Exactly reproduce the lines from the one holding "the wooden plate" through the final line of the listing below, with both ends included and nothing else.

## START Dataset rows

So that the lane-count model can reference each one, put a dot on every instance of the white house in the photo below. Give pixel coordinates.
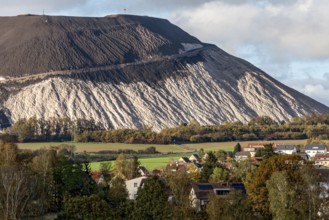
(201, 192)
(312, 149)
(243, 155)
(133, 186)
(321, 160)
(285, 149)
(195, 158)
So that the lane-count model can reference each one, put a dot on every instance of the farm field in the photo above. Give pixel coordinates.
(95, 147)
(149, 163)
(229, 146)
(181, 148)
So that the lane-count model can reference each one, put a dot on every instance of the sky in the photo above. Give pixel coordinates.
(288, 39)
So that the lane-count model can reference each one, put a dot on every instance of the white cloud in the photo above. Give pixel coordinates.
(298, 30)
(317, 88)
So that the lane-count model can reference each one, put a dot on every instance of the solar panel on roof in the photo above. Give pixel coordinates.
(205, 187)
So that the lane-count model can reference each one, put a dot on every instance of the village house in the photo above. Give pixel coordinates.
(285, 149)
(312, 149)
(195, 158)
(252, 148)
(243, 155)
(321, 160)
(133, 186)
(143, 171)
(202, 192)
(184, 160)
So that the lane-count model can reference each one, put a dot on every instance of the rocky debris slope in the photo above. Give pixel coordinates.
(169, 81)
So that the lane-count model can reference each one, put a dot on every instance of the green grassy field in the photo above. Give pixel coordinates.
(229, 146)
(183, 148)
(95, 147)
(149, 163)
(156, 162)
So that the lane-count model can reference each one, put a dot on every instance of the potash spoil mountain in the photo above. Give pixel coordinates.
(131, 71)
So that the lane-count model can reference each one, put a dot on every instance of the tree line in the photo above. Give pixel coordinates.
(33, 184)
(82, 130)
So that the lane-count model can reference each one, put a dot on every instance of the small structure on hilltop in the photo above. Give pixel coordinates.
(143, 171)
(321, 160)
(201, 192)
(285, 149)
(133, 186)
(242, 155)
(312, 149)
(195, 158)
(252, 148)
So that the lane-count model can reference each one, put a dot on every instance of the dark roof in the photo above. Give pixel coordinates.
(196, 156)
(303, 155)
(142, 168)
(324, 174)
(204, 190)
(281, 147)
(239, 187)
(242, 153)
(321, 156)
(316, 147)
(186, 160)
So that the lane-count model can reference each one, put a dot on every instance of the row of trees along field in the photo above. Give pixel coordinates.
(33, 184)
(82, 130)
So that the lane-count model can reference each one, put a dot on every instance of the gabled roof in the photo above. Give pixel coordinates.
(242, 153)
(195, 156)
(316, 147)
(185, 159)
(142, 170)
(282, 147)
(204, 190)
(321, 156)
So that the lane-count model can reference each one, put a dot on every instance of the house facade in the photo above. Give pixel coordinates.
(321, 160)
(285, 149)
(252, 148)
(133, 186)
(312, 149)
(243, 155)
(201, 193)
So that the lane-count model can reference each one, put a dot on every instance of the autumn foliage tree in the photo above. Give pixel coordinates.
(271, 176)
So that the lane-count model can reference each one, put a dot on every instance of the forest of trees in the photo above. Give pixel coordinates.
(82, 130)
(33, 184)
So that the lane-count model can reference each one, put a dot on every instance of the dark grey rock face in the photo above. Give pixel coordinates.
(131, 71)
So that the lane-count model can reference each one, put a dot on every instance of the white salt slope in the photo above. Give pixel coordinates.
(220, 88)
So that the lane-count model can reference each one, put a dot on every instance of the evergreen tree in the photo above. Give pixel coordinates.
(208, 167)
(237, 148)
(151, 202)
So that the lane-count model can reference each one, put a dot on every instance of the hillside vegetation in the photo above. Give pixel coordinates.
(259, 128)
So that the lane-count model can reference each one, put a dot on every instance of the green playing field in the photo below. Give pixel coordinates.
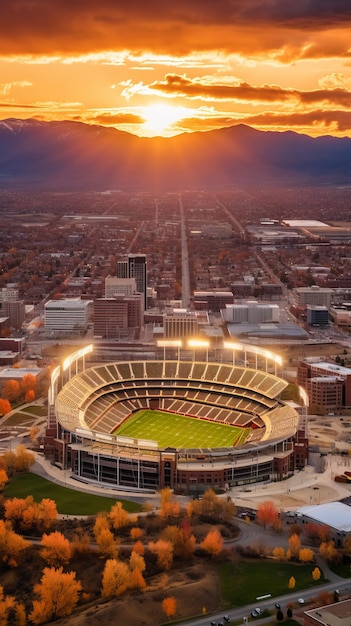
(179, 431)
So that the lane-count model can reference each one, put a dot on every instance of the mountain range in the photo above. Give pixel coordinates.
(76, 156)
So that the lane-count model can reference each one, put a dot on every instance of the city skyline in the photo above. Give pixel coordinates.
(157, 69)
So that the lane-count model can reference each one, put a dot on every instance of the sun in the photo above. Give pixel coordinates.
(160, 117)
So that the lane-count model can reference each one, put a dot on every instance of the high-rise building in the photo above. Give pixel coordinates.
(135, 267)
(118, 318)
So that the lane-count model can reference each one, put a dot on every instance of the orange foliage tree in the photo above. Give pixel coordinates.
(11, 544)
(28, 383)
(3, 479)
(118, 516)
(306, 555)
(58, 594)
(279, 553)
(164, 552)
(115, 578)
(56, 549)
(212, 543)
(11, 390)
(5, 406)
(169, 606)
(27, 514)
(267, 513)
(294, 542)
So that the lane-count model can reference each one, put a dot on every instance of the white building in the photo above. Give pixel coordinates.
(115, 286)
(67, 315)
(251, 312)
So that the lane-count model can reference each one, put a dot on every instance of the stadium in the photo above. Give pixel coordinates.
(189, 425)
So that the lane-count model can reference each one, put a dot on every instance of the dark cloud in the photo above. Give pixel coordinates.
(74, 26)
(181, 85)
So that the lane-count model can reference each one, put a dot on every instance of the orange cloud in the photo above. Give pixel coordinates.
(242, 26)
(181, 85)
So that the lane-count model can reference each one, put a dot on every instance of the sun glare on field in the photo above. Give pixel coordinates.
(159, 117)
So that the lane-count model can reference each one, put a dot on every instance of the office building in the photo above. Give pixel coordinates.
(67, 315)
(135, 267)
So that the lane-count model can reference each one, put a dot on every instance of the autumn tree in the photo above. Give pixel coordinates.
(5, 406)
(136, 533)
(28, 383)
(11, 544)
(115, 578)
(11, 390)
(267, 513)
(6, 604)
(168, 508)
(279, 553)
(118, 516)
(56, 549)
(306, 555)
(58, 594)
(164, 552)
(3, 479)
(294, 542)
(212, 543)
(169, 606)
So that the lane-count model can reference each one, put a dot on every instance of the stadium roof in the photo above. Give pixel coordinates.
(334, 514)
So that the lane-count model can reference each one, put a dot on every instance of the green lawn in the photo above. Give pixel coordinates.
(265, 577)
(68, 501)
(179, 431)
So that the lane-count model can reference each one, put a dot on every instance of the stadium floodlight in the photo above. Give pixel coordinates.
(54, 377)
(232, 345)
(76, 355)
(169, 343)
(199, 343)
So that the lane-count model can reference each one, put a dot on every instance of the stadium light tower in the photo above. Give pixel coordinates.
(169, 343)
(231, 345)
(199, 343)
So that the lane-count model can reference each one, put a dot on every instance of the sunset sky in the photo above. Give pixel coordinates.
(150, 67)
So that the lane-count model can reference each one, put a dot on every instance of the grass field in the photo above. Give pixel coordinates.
(68, 501)
(179, 431)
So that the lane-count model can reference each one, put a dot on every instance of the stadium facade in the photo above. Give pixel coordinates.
(87, 404)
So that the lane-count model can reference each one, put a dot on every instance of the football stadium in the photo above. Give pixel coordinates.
(188, 425)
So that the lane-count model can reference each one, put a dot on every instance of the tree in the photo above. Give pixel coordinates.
(118, 516)
(267, 513)
(28, 383)
(5, 406)
(279, 553)
(56, 549)
(169, 606)
(115, 578)
(136, 561)
(11, 390)
(58, 594)
(164, 552)
(6, 604)
(306, 555)
(294, 542)
(3, 479)
(212, 543)
(11, 544)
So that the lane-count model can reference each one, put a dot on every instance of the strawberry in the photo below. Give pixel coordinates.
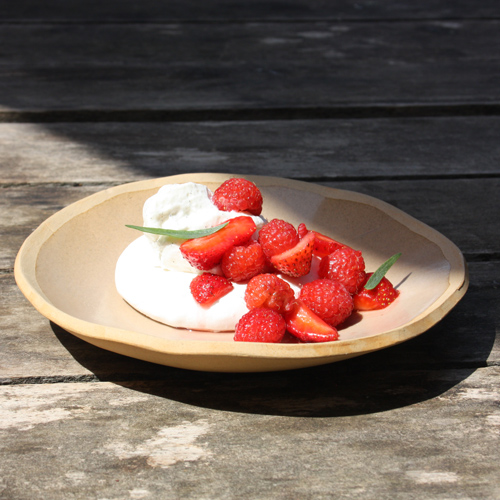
(377, 298)
(206, 252)
(270, 291)
(206, 288)
(297, 260)
(238, 194)
(345, 265)
(329, 299)
(276, 236)
(243, 262)
(323, 245)
(308, 326)
(260, 325)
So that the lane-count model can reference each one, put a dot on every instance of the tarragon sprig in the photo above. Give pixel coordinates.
(179, 233)
(377, 276)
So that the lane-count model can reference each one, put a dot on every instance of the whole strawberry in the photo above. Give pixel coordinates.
(329, 299)
(260, 325)
(276, 236)
(296, 261)
(238, 194)
(269, 291)
(243, 262)
(377, 298)
(206, 288)
(345, 265)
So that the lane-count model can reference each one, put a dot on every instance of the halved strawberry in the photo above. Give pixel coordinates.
(206, 252)
(296, 261)
(377, 298)
(206, 288)
(323, 245)
(308, 326)
(260, 325)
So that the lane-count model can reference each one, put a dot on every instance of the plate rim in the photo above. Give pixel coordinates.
(106, 336)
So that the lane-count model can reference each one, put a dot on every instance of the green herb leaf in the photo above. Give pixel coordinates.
(377, 276)
(184, 235)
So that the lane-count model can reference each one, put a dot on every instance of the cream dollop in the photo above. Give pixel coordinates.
(152, 275)
(188, 207)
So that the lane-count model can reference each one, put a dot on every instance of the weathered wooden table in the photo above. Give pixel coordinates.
(399, 100)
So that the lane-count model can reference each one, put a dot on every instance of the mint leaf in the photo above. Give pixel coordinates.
(181, 234)
(377, 276)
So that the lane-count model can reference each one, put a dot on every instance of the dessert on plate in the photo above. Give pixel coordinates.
(210, 261)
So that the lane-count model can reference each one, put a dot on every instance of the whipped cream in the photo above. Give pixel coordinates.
(152, 275)
(185, 207)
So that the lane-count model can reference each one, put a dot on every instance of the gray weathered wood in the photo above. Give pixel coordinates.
(449, 206)
(335, 149)
(240, 439)
(41, 351)
(220, 10)
(250, 65)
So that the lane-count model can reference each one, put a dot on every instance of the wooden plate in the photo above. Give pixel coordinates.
(66, 270)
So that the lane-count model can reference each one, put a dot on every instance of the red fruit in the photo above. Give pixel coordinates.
(378, 298)
(329, 299)
(345, 265)
(206, 252)
(296, 262)
(304, 324)
(323, 245)
(243, 262)
(260, 325)
(238, 194)
(270, 291)
(206, 288)
(277, 236)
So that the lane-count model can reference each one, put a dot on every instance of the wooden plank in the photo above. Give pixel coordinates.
(219, 10)
(450, 207)
(35, 350)
(372, 436)
(232, 66)
(331, 149)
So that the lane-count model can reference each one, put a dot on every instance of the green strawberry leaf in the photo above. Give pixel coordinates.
(181, 234)
(377, 276)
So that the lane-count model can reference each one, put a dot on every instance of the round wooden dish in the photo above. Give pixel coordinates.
(66, 270)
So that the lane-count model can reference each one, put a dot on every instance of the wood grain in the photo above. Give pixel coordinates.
(236, 66)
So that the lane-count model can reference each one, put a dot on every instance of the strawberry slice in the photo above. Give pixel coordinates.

## END Dataset rows

▶ Finished task:
So that the lane-count model can reference each one, put a dot on every instance of the wooden plate in the photo above. Give pixel coordinates.
(66, 270)
So that the lane-count model can reference each one, put a dot on every instance of the red fruit in the photo above. Give pixel coordinates.
(378, 298)
(329, 299)
(345, 265)
(206, 252)
(296, 262)
(304, 324)
(323, 245)
(243, 262)
(260, 325)
(238, 194)
(270, 291)
(206, 288)
(277, 236)
So that the lane-count model can reference each one, put a dot on every instance of the wooden plank in the photo above. Give pixel coordinates.
(219, 10)
(450, 207)
(35, 350)
(372, 436)
(232, 66)
(331, 149)
So that the lane-count model can reference each one, put a dot on every instance of the green strawberry leaf in the photo above. Give pixel coordinates.
(181, 234)
(377, 276)
So that the lane-count model can reference each one, put a dot on every instance of the round wooden dish in the photo above. Give pixel coordinates.
(66, 270)
So that the lane-count model can reference each one, put a dot on every instance of the wood grain in the photo above. Give pixel coordinates.
(236, 66)
So that the lane-count model can reference each one, put a dot on every instance of the strawberry slice in the photo above. Give pixel coordinates.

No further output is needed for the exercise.